Could you print each of the records below exactly?

*** INFORMATION PROVIDED

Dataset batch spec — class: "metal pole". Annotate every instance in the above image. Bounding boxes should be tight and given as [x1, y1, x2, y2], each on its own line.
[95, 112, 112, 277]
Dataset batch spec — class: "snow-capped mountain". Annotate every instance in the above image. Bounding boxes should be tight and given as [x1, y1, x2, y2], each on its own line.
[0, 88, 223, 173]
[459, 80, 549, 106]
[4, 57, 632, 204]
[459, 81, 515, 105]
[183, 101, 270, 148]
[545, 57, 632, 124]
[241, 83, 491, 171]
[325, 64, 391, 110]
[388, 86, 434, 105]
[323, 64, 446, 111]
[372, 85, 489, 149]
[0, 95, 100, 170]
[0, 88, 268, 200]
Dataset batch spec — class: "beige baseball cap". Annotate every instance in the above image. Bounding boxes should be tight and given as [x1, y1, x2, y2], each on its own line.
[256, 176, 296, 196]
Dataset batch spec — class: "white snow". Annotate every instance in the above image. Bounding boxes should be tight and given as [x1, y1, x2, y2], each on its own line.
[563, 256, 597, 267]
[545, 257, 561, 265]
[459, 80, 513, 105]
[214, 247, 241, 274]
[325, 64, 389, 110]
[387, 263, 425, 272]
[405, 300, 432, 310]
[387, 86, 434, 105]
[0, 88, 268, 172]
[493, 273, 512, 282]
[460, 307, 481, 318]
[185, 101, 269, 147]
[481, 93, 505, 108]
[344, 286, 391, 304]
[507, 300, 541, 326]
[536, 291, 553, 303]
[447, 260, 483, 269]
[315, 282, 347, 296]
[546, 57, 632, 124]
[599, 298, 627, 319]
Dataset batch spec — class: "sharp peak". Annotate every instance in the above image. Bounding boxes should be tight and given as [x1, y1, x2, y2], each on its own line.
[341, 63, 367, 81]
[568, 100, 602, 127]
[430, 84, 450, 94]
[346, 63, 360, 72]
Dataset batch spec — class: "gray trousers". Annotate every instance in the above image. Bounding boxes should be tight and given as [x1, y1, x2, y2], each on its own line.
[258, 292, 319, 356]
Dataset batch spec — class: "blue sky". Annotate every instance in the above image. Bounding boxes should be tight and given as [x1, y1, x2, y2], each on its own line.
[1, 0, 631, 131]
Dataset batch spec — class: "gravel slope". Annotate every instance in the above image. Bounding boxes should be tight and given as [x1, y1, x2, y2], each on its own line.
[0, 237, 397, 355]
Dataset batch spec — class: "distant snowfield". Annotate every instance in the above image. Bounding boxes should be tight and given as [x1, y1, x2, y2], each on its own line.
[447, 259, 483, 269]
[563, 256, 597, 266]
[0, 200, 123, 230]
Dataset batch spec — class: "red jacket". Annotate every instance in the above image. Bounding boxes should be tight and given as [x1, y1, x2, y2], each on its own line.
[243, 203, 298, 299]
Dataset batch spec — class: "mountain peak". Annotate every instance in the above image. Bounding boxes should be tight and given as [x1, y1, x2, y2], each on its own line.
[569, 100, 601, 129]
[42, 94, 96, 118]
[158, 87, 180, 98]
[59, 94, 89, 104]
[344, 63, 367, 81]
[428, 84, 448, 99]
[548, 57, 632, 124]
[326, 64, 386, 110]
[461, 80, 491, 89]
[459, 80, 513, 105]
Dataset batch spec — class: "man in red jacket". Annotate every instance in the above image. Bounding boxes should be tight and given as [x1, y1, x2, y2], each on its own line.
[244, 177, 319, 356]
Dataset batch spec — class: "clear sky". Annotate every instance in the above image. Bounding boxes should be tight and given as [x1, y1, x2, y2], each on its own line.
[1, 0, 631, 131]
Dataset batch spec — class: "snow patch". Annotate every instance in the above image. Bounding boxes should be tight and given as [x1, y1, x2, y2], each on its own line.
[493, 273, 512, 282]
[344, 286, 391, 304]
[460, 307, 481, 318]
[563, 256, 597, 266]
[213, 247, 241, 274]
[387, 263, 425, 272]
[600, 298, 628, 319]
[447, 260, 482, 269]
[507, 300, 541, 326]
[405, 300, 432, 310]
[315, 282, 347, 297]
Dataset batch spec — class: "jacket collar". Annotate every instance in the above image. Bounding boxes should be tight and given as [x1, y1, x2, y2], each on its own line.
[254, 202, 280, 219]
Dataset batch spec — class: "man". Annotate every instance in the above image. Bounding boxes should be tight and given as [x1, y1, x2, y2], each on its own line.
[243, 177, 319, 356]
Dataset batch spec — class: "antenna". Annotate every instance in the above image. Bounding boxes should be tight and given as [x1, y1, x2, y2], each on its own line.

******

**TASK OUTPUT:**
Dataset batch spec — class: "metal pole". Annotate every instance in the above image. Bounding boxes should be tight and given as [x1, y1, x2, y2], each on its own line.
[95, 112, 112, 277]
Dataset batch spec — class: "snow-capped mountain". Annotate every instance in the above image. Bounding boxes should be tight and given as [x1, y1, x2, y2], each on its own line.
[0, 88, 223, 173]
[459, 80, 549, 106]
[4, 57, 632, 204]
[459, 81, 515, 105]
[183, 101, 270, 148]
[545, 57, 632, 124]
[241, 83, 491, 171]
[325, 64, 391, 110]
[388, 86, 434, 105]
[323, 64, 446, 111]
[372, 85, 489, 149]
[0, 95, 100, 170]
[0, 88, 268, 200]
Dataset batch spec — class: "beige baseball cap". Annotate every instance in the above image. Bounding boxes should be tight and given as [x1, y1, x2, y2], each on its own line.
[256, 176, 296, 196]
Dataset batch spec — class: "white snow". Annotate every instance in the above image. Bounding boxes should be tight and given as [x1, y1, x2, y2], each on its own line.
[563, 256, 597, 267]
[545, 257, 561, 265]
[459, 80, 513, 105]
[214, 247, 241, 274]
[325, 64, 389, 110]
[387, 263, 425, 272]
[405, 300, 432, 310]
[387, 86, 434, 105]
[0, 88, 268, 172]
[493, 273, 512, 282]
[460, 307, 481, 318]
[185, 101, 269, 147]
[481, 93, 505, 108]
[344, 286, 391, 304]
[507, 300, 541, 326]
[536, 291, 553, 303]
[447, 260, 483, 269]
[315, 282, 347, 296]
[546, 57, 632, 124]
[599, 298, 627, 319]
Dataset batch spec — class: "sharp peak". Annotate every instance in the above image. Bounding boxes should be tight and given as [x1, y1, x2, y2], each on its own line.
[341, 63, 367, 81]
[568, 100, 602, 127]
[430, 84, 450, 94]
[346, 63, 360, 72]
Dataset batch spec — class: "gray trousers". Annotate every instance in the above image. Bounding boxes should be tight and given as [x1, y1, x2, y2], each on its own line.
[258, 292, 319, 356]
Dataset batch spec — class: "blue sky". Annotate every instance in the above image. Bounding boxes should be tight and given as [x1, y1, x2, y2], each on its own line.
[1, 0, 631, 131]
Dataset batch spec — class: "gravel slope". Annotate every instance in the above image. Bounding boxes should be tight and given as [x1, y1, x2, y2], each on its own line.
[0, 237, 397, 355]
Dataset batch spec — class: "distant snowfield". Annotate every instance in the above image. Bounding boxes should be tight and given as [x1, y1, x2, y2], each on its own line.
[447, 259, 483, 269]
[563, 256, 597, 266]
[0, 200, 123, 230]
Dataset batch spec — class: "red jacket". Annotate every instance in the above image. Bounding boxes should be tight and given as [x1, y1, x2, y2], each on its own line.
[243, 203, 298, 299]
Dataset batch spec — class: "mountain peak". Annotate every instance in the above image. Bounding boxes should be tight and given as [x1, y1, x2, y2], each on its own line.
[569, 100, 601, 129]
[42, 94, 96, 118]
[158, 87, 180, 98]
[59, 94, 89, 104]
[344, 63, 367, 81]
[428, 84, 448, 99]
[548, 57, 632, 124]
[326, 64, 386, 110]
[461, 80, 491, 89]
[459, 80, 513, 105]
Dataset batch spec — class: "man in red jacket". Annotate every instance in the above image. Bounding boxes should be tight and given as [x1, y1, x2, y2], each on its own line.
[244, 177, 319, 356]
Dataset batch spec — class: "clear sky". Annotate every instance in the above image. Bounding boxes should be tight and given as [x1, y1, x2, y2], each on its own line.
[1, 0, 631, 131]
Dataset batch spec — class: "snow patch". Annotate every instance in the above image. Bounding boxes should be tight and given as [x1, y1, x2, y2], each on its own line.
[493, 273, 512, 282]
[344, 286, 391, 304]
[460, 307, 481, 318]
[563, 256, 597, 266]
[213, 247, 241, 274]
[387, 263, 425, 272]
[600, 298, 628, 319]
[447, 260, 482, 269]
[507, 300, 541, 326]
[405, 300, 432, 310]
[315, 282, 347, 297]
Dataset batch spec — class: "jacket collar". Annotate every instance in the above image. Bounding boxes should be tight and given as [x1, y1, x2, y2], each on its own line.
[254, 202, 280, 219]
Dataset batch spec — class: "man". Annotate every instance in the above image. Bounding boxes should be tight and given as [x1, y1, x2, y2], each on its own line.
[243, 177, 319, 356]
Dataset batch spec — class: "antenna". Annotate every instance in the above image. Bounding boxes should be tight and given as [x1, y1, x2, y2], each on its own line.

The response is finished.